- About this exercise
Check every line below for the string "walkway". Copy the ones that have it.
---- Material shown
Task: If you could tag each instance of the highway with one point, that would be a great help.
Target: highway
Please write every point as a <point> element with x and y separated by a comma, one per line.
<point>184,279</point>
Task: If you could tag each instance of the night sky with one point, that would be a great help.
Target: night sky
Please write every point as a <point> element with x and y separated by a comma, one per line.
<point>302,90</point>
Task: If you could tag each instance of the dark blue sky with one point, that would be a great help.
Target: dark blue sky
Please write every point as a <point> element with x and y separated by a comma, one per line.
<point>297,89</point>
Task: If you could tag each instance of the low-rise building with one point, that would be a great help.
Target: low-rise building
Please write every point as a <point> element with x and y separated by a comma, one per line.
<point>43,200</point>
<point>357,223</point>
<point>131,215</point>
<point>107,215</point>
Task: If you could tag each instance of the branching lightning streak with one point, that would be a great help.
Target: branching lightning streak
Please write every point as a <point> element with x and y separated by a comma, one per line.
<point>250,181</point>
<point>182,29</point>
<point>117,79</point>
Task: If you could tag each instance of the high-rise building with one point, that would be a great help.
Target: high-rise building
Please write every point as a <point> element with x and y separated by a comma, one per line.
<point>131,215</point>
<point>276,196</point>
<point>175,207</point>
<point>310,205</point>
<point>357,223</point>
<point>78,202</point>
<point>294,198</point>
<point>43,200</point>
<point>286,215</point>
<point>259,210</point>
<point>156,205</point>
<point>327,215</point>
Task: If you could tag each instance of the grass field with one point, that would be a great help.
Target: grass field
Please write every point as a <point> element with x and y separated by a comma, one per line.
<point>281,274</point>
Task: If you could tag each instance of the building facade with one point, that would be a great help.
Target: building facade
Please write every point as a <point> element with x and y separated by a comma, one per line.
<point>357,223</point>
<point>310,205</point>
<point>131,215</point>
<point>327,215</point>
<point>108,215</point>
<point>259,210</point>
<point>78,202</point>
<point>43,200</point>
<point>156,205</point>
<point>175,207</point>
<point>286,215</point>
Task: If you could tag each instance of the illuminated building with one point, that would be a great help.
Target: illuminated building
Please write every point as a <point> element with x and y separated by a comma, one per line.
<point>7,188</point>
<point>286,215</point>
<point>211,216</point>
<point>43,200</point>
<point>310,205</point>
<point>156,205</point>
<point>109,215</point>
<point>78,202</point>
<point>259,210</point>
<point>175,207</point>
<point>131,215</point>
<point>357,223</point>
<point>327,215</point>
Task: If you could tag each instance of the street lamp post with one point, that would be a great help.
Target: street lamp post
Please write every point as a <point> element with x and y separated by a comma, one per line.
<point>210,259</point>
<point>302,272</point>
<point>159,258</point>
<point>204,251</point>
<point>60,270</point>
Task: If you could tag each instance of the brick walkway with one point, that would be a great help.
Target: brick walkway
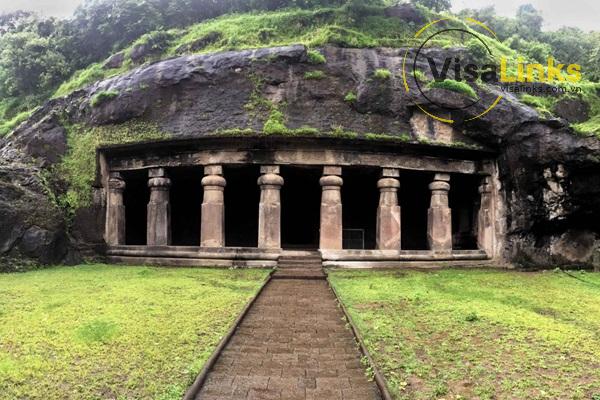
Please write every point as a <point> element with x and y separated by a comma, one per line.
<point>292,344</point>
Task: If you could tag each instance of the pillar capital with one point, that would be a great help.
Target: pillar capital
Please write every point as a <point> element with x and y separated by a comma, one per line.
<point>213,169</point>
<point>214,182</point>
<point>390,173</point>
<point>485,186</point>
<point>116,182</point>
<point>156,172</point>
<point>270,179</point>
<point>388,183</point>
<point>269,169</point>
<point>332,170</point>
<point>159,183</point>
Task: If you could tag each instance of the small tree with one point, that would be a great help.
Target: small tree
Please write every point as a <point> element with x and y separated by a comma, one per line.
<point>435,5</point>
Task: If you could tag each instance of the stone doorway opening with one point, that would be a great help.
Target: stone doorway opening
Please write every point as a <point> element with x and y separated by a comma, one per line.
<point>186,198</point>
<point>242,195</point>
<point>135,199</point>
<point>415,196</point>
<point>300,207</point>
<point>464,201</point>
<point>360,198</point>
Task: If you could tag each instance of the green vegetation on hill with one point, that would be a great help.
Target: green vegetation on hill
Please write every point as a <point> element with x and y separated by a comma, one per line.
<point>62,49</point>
--------
---- Material shown
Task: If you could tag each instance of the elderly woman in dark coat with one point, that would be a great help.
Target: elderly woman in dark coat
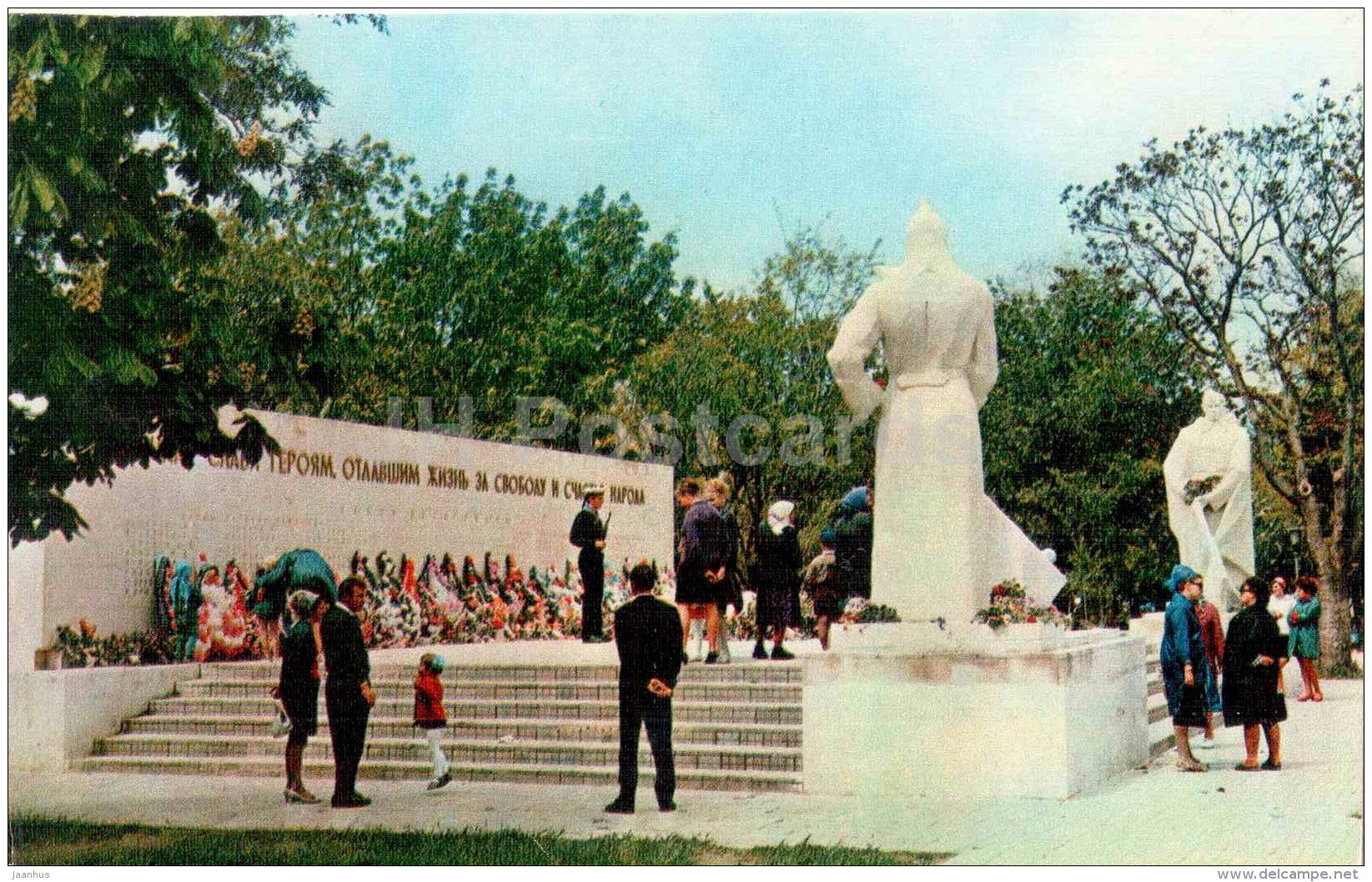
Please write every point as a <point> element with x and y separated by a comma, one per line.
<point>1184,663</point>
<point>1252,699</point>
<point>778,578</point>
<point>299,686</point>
--------
---- Material shown
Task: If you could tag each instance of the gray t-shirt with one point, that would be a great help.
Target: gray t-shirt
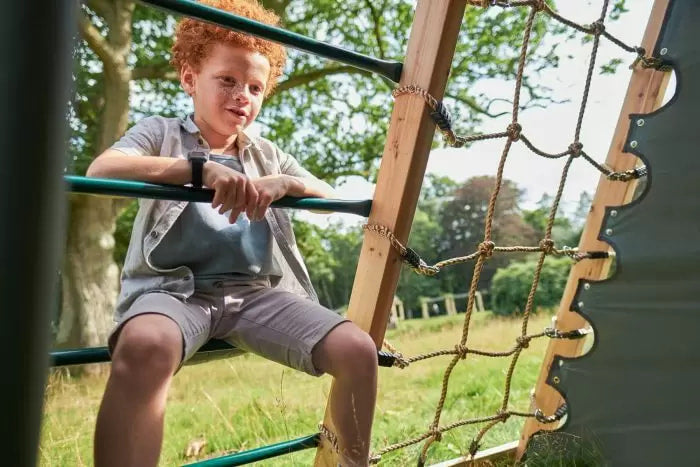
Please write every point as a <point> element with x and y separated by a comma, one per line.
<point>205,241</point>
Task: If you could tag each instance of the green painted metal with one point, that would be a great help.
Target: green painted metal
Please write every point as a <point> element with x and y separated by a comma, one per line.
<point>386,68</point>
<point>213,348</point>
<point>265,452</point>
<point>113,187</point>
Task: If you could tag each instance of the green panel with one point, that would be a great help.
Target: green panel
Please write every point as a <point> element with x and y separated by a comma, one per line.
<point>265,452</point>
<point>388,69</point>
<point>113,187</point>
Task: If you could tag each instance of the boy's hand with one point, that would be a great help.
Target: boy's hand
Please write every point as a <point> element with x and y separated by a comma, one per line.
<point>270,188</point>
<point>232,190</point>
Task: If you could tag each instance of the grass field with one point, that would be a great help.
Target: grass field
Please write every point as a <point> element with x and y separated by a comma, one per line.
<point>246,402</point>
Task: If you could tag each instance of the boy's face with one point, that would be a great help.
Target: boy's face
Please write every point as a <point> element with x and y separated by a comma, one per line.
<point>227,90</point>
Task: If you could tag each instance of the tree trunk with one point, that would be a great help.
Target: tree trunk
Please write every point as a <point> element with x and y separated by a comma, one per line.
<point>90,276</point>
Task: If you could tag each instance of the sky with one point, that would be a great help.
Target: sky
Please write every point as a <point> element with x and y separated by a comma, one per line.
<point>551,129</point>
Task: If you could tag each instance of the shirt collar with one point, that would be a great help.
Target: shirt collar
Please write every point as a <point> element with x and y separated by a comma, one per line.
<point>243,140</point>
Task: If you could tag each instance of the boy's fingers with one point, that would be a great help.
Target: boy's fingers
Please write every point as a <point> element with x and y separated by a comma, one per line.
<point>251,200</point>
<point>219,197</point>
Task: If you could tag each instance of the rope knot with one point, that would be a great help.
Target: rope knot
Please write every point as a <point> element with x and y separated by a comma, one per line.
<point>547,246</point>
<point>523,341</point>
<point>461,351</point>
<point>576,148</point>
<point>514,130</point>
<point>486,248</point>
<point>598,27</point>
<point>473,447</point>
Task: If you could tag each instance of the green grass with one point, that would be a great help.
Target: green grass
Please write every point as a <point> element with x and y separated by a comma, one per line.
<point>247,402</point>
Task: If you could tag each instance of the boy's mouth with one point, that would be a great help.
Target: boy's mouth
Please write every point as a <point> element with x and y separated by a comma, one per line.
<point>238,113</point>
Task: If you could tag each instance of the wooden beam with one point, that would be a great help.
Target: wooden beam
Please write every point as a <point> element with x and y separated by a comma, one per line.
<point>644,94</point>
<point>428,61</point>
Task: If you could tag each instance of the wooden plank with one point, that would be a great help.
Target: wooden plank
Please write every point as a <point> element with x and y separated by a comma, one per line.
--------
- Exercise response
Task: If you could tag each instance of the brick walkway with one point, that would be a great help.
Target: brick walkway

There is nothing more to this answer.